TASK BRIEF: Show all the lines in the data below that include the word "window".

+++ RECORDS TO PROCESS +++

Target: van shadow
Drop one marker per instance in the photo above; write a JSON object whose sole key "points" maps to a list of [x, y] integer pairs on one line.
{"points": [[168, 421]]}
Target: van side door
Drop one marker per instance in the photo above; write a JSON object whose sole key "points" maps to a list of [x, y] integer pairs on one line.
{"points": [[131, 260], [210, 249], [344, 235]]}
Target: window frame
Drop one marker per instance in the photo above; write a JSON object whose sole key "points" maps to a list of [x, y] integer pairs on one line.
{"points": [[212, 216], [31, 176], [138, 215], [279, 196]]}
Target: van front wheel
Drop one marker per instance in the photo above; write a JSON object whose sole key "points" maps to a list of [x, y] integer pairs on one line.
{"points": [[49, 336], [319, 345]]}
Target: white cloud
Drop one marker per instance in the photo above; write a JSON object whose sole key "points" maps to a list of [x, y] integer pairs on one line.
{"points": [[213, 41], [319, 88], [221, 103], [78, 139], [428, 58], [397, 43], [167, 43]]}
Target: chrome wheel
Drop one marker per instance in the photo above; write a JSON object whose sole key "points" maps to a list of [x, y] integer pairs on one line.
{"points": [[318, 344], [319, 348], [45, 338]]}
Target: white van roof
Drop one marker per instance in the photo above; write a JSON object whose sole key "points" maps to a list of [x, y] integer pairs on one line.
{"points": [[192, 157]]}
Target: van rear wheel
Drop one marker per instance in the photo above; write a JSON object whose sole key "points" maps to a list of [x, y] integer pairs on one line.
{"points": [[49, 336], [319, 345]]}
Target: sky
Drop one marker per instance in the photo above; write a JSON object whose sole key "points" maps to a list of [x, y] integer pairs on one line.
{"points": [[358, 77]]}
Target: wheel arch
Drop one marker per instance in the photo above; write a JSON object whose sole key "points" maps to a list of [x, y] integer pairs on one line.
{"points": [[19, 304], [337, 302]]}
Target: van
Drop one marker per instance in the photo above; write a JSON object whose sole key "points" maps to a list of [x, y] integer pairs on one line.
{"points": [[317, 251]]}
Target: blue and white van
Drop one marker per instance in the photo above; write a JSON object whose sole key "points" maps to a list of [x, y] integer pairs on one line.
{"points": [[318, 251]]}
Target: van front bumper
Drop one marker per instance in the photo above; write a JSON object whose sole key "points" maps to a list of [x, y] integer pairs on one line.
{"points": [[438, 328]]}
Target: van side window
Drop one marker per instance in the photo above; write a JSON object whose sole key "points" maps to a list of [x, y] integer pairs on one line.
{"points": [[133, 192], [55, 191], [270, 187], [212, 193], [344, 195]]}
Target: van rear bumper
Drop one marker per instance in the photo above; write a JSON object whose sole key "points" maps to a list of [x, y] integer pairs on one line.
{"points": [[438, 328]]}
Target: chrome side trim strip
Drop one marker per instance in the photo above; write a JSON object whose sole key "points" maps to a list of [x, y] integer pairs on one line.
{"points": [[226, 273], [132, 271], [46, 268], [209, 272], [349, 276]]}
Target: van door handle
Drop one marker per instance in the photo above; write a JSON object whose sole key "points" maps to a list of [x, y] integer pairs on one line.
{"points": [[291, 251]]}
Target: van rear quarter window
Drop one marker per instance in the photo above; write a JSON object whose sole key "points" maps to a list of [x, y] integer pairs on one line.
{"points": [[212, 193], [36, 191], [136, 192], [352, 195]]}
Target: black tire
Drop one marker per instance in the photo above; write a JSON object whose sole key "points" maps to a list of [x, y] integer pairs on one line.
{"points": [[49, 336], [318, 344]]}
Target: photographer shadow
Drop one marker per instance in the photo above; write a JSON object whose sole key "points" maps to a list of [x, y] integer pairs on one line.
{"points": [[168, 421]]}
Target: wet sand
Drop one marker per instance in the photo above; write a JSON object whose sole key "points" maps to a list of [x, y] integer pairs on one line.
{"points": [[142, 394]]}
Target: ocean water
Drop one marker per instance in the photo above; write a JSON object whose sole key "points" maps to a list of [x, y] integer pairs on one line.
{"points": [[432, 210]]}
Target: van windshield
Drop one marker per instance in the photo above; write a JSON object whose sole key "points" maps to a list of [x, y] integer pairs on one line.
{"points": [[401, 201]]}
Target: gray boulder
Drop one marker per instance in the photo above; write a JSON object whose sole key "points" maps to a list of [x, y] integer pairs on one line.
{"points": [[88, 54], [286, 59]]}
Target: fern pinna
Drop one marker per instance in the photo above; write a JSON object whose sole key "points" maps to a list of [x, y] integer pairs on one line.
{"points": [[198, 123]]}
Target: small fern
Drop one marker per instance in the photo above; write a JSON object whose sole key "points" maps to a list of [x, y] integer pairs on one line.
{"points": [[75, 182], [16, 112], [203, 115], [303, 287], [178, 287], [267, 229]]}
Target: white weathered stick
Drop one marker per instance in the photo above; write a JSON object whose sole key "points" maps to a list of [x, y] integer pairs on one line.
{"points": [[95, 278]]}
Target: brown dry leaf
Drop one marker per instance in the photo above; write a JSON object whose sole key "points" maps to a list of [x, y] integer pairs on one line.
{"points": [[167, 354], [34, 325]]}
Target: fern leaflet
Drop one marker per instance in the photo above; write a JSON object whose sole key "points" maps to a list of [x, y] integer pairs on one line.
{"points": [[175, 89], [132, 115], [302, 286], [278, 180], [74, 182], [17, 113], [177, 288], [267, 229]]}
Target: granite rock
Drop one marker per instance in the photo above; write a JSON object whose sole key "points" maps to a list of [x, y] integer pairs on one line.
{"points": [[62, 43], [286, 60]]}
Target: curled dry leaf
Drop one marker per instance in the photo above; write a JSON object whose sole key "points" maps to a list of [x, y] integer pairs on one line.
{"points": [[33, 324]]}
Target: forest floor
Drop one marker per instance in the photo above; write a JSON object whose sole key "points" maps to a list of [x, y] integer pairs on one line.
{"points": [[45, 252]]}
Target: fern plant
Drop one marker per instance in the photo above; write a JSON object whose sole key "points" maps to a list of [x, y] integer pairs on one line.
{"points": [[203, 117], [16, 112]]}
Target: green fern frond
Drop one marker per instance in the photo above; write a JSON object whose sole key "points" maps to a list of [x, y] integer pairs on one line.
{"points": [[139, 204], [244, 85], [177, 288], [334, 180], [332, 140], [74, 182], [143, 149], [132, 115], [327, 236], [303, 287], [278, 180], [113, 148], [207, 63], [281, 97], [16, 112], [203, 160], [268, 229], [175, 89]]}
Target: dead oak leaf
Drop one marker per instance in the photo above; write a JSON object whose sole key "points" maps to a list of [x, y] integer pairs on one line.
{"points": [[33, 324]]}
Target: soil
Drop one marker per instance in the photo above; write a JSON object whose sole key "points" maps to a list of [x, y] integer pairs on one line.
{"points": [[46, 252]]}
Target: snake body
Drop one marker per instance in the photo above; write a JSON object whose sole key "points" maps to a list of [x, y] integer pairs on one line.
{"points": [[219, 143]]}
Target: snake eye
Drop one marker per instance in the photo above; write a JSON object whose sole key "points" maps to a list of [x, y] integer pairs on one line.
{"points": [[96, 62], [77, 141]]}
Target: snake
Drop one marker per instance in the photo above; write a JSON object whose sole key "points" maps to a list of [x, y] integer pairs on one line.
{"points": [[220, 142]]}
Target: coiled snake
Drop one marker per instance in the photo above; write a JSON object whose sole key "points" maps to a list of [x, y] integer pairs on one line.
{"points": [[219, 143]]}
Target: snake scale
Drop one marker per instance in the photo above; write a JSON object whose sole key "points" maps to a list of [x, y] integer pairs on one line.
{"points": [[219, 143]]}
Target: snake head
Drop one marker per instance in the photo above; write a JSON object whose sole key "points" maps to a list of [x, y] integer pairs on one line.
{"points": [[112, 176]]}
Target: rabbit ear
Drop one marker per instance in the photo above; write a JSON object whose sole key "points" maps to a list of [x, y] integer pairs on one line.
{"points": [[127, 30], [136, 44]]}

+++

WRITTEN ANSWER:
Target: window frame
Target: van side window
Target: van rear quarter window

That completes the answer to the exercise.